Copy the records below word for word, keeping every line unchanged.

Position annotation records
***
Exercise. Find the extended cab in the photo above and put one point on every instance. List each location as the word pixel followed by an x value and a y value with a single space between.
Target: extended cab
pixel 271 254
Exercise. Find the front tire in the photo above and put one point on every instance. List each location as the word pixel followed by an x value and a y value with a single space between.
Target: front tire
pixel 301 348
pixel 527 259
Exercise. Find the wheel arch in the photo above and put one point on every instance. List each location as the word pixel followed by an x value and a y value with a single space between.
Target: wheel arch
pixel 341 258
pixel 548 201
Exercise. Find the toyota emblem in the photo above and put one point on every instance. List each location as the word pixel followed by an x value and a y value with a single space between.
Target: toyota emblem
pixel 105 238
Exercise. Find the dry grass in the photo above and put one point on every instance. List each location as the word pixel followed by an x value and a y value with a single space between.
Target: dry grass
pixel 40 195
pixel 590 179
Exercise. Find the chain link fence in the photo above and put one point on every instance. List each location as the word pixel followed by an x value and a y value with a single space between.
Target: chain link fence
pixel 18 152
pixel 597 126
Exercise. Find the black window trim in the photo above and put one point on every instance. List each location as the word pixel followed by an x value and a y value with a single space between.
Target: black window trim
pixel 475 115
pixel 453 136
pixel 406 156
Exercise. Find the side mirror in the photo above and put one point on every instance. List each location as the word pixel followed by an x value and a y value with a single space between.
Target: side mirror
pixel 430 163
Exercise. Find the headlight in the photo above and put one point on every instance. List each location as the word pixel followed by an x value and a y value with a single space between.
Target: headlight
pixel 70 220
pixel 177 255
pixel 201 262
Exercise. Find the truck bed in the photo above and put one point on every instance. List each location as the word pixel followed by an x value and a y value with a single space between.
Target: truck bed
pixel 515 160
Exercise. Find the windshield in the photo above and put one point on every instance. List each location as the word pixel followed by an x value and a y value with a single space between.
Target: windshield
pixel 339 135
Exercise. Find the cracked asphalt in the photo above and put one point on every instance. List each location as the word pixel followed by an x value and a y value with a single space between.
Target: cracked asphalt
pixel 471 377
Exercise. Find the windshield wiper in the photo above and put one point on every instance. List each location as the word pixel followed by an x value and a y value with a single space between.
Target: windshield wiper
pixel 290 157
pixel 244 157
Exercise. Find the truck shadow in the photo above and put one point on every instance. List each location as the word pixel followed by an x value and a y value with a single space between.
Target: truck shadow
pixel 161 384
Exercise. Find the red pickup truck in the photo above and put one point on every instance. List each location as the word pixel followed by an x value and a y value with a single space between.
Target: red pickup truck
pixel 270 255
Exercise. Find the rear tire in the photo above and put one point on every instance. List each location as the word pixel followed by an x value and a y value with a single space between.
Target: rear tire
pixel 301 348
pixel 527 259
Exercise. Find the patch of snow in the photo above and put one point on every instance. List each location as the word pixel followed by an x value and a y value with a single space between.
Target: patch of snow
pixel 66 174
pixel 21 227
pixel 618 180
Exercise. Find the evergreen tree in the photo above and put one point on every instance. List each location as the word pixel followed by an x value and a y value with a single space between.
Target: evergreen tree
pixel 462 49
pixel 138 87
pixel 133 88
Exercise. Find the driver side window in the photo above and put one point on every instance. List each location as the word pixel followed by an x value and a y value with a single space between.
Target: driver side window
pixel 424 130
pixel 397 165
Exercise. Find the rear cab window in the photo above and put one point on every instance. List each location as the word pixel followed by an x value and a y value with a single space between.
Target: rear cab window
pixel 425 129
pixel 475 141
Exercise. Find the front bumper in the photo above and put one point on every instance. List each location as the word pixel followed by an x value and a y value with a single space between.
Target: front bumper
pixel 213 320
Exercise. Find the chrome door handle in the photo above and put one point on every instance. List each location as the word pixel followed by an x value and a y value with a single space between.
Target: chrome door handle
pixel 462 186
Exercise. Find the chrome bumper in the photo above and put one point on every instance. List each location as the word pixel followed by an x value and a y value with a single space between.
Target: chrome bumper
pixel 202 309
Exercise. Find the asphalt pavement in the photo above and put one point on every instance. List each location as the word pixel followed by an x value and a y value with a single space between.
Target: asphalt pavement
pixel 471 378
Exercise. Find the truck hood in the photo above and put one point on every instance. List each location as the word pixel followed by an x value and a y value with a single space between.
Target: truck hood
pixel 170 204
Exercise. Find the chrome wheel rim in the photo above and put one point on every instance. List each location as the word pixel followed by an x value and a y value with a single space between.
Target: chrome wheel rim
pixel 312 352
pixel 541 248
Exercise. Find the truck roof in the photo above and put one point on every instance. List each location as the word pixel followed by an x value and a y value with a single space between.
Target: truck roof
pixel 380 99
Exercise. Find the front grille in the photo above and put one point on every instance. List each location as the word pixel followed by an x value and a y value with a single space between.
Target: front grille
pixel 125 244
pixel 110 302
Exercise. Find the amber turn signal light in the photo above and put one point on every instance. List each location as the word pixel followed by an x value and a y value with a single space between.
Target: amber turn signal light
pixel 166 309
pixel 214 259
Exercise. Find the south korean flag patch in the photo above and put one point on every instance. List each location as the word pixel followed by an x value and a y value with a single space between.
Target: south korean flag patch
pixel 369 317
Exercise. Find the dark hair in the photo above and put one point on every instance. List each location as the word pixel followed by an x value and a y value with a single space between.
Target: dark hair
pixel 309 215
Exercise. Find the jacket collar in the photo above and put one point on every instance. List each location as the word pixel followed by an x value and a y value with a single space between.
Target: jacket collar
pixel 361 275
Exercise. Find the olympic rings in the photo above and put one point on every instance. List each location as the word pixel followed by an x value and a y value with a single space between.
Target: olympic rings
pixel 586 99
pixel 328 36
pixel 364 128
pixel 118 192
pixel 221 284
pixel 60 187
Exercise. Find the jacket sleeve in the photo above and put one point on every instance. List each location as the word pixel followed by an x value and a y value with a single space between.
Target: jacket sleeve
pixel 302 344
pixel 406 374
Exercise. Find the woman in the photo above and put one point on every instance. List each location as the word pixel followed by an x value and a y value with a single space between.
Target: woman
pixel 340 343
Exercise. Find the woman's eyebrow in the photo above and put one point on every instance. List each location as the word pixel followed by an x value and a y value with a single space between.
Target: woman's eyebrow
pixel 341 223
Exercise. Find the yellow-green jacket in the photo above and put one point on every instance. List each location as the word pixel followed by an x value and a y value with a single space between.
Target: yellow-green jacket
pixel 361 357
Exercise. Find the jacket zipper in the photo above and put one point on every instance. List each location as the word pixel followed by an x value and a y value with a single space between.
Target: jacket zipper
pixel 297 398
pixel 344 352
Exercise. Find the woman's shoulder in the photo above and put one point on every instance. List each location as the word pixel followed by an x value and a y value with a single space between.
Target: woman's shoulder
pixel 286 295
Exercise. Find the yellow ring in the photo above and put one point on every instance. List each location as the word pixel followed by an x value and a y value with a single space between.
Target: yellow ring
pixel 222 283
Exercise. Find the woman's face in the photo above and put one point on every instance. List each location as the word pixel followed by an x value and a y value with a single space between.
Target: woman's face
***
Solution ->
Exercise. Find the extended cab in the photo above and put one point on every instance. List each location as the word pixel followed by an x value and a y value with a single space between.
Target: extended cab
pixel 271 254
Exercise. Find the front tire in the photo above and put one point on every instance. List each location as the word pixel followed by an x value and a y value with a single space between.
Target: front tire
pixel 301 348
pixel 527 259
Exercise. Find the wheel arch in the photo above and put one point on every instance. List each location as the word pixel followed by an x value and a y value with a single space between.
Target: wheel arch
pixel 341 258
pixel 548 201
Exercise. Find the toyota emblem in the photo above and put one point on every instance. List each location as the word pixel followed by an x value and a y value with a single space between.
Target: toyota emblem
pixel 105 238
Exercise. Find the dry grass in the photo above and put one point on every instance. List each location as the word pixel followed by an x value and a y value with a single space between.
Target: dry grass
pixel 40 195
pixel 590 179
Exercise. Find the chain link fence in the photo above and put one point on every instance. List each location as the word pixel followed by an x value and a y value with a single space between.
Target: chain link fence
pixel 18 152
pixel 597 126
Exercise. Find the black window trim in the photo above and put one point on every instance. List each location as the word pixel followed by an x value and a y value with a single space between.
Target: black window trim
pixel 475 115
pixel 453 136
pixel 406 156
Exercise. Find the side mirror in the photo above and put one point on every instance. List each location as the word pixel followed by an x value and a y value with a single space between.
Target: side mirror
pixel 430 163
Exercise. Find the headlight in the photo above and put one point on every instance. List each location as the word pixel followed by an x value and a y value with a single space between.
Target: headlight
pixel 70 220
pixel 177 255
pixel 201 262
Exercise. Find the truck bed in the photo above and put one point on every instance. List each location as the word pixel followed by an x value and a y value with a single space between.
Target: truck bed
pixel 515 160
Exercise. Find the windshield in the photo above and put one point on every instance. List each location as the word pixel followed by an x value and a y value with a single space between.
Target: windshield
pixel 339 135
Exercise. Find the cracked asphalt in the photo above and put one point on every instance. List each location as the word pixel followed by an x value and a y value with a single space between.
Target: cracked asphalt
pixel 471 377
Exercise. Find the windshield wiper in the photo above and put one point on every instance. List each location as the word pixel followed by an x value and a y value with a single space between.
Target: windshield wiper
pixel 290 157
pixel 244 157
Exercise. Find the truck shadow in the photo above and put one point on every instance. List each location as the word pixel followed by an x value and a y value with a single space between.
Target: truck shadow
pixel 161 384
Exercise. Find the red pickup truck in the photo above and put one point on every instance. List each location as the word pixel followed by an x value and a y value with a single space between.
Target: red pickup truck
pixel 270 255
Exercise. Find the rear tire in the photo above and put one point on every instance. List each location as the word pixel followed by an x value and a y value with a single space between.
Target: rear tire
pixel 301 348
pixel 527 259
Exercise. Find the patch of snow in the photo above and put one point on every instance. List each location as the word pixel followed by an x value and a y value with a single space between.
Target: patch of snow
pixel 66 174
pixel 21 227
pixel 618 180
Exercise. Find the evergreen tree in the photo above and put one point on every instance. List each location as the word pixel followed by an x value and a y value with a single space between.
Target: evergreen tree
pixel 462 49
pixel 138 87
pixel 133 88
Exercise. Find the driver side window in the photo above and put one point on every instance. List each location as the word pixel followed by an x value and a y value with a single space between.
Target: driver side window
pixel 424 130
pixel 397 165
Exercise. Find the rear cab window in the photo above and put one point on every instance. List each location as the word pixel followed by an x value and a y value with a single space between.
Target: rear cab window
pixel 425 129
pixel 475 141
Exercise. Find the front bumper in the photo above and put one point on every instance. List each location as the word pixel followed by an x value and a y value with a single space between.
Target: front bumper
pixel 213 320
Exercise. Find the chrome door handle in the photo above and put one point on every instance. List each location as the word pixel followed by an x value and a y value with a single space between.
Target: chrome door handle
pixel 462 186
Exercise. Find the chrome bumper in the photo above and put one point on every instance. List each location as the word pixel followed by an x value and a y value with a single space between.
Target: chrome bumper
pixel 202 309
Exercise. Find the asphalt pavement in the photo above and put one point on every instance. List each location as the word pixel followed by an x value and a y value with a single space between.
Target: asphalt pavement
pixel 471 378
Exercise. Find the truck hood in the photo above and put one point on every instance. List each location as the word pixel followed by an x value and a y value with a single space between.
Target: truck hood
pixel 170 204
Exercise. Find the chrome wheel rim in the photo above and put one point on every instance. List each location as the word pixel followed by an x value and a y value with a single space between.
Target: chrome wheel rim
pixel 312 352
pixel 541 248
Exercise. Find the truck roof in the photo above and put one point on every instance. List each location as the word pixel followed by an x value and a y value with a single space between.
Target: truck roof
pixel 380 99
Exercise. Find the front grille in the photo above and put one point on every instance. List each location as the word pixel followed by an x value and a y value with a single space between.
Target: front grille
pixel 125 244
pixel 110 302
Exercise. Find the amber turn signal light in the photo above and put one point on every instance. List each location as the word pixel followed by an x value and a y value with a single space between.
Target: amber turn signal light
pixel 166 309
pixel 214 259
Exercise. Find the south korean flag patch in the photo above and put one point on every instance. List each location as the word pixel followed by an x value and a y value with a single space between.
Target: south korean flag patch
pixel 369 317
Exercise. Find the dark hair in the photo above and put one point on every instance. List each location as the word pixel followed by an x value and a y value with a single space between.
Target: dark hair
pixel 309 215
Exercise. Find the jacket collar in the photo above and put one point on every instance. List each location as the word pixel followed by an x value and a y value with a single space between.
Target: jacket collar
pixel 361 275
Exercise. Find the olympic rings in the photo above and put one point on every instance. List each location as the word pixel followed by an x value and a y value with a single space between.
Target: olympic rings
pixel 586 99
pixel 328 36
pixel 364 128
pixel 118 192
pixel 221 284
pixel 60 187
Exercise. Find the jacket sleeve in the photo above and put one point on every instance. List each location as the word pixel followed by an x value and a y value with a single space between.
Target: jacket sleeve
pixel 302 344
pixel 406 374
Exercise. Find the woman in the photo above and put one point on every instance. List each location as the word pixel followed by an x value and a y value with a single space between.
Target: woman
pixel 340 343
Exercise. Find the woman's eyebrow in the photo above and put one point on every instance. List each location as the word pixel followed by an x value and a y value with a single space between.
Target: woman's eyebrow
pixel 341 223
Exercise. Find the yellow-green jacket in the photo above and put one point on every instance. List each location as the word pixel followed by an x value and a y value with a single space between.
Target: yellow-green jacket
pixel 361 357
Exercise. Find the jacket zipper in the photo above and put one point on every instance. List each location as the word pixel followed by an x value and a y value with a single space between.
Target: jacket zipper
pixel 297 398
pixel 344 352
Exercise. Find the woman's shoulder in the photo above and put one point on every instance. List each location as the word pixel followed by an x value and a y value with a single space between.
Target: woman's shoulder
pixel 286 295
Exercise. Find the yellow ring in the photo above and put one point on every instance. List each location as the word pixel followed by an x value and a y value with a single space between.
Target: yellow ring
pixel 222 283
Exercise. Find the woman's face in the photo above and put one point on every instance. List each location as the word pixel followed by an x value and a y value with a single space between.
Target: woman's face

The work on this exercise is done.